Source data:
— Start —

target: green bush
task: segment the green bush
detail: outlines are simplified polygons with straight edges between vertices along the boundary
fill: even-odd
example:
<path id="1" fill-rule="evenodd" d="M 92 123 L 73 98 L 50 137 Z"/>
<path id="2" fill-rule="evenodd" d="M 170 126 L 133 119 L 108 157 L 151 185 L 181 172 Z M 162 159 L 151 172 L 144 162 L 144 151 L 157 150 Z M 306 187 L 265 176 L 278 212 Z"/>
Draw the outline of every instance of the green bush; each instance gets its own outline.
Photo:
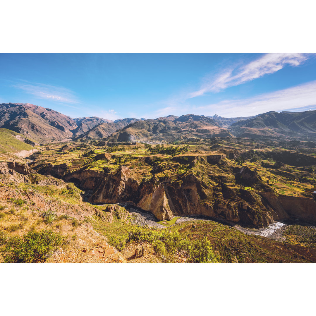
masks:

— End —

PROBLEM TO WORK ON:
Set out every line of the records above as a numbered list, skipping any blank lines. Leave the pictures out.

TASK RESPONSE:
1. target: green bush
2. task: segment the green bush
3. detail: outlines are simplified polygons with straight edges between vertices along the boundary
4. fill: even-odd
5. example:
6. <path id="1" fill-rule="evenodd" d="M 92 123 L 73 98 L 50 137 Z"/>
7. <path id="2" fill-rule="evenodd" d="M 170 126 L 133 119 L 108 157 L 151 185 L 181 172 Z M 162 159 L 151 172 L 144 162 L 144 151 L 157 150 Z M 306 187 L 265 176 L 278 212 Z"/>
8. Draw the outline of every instance of the green bush; each instance gets its own outline.
9. Photo:
10. masks:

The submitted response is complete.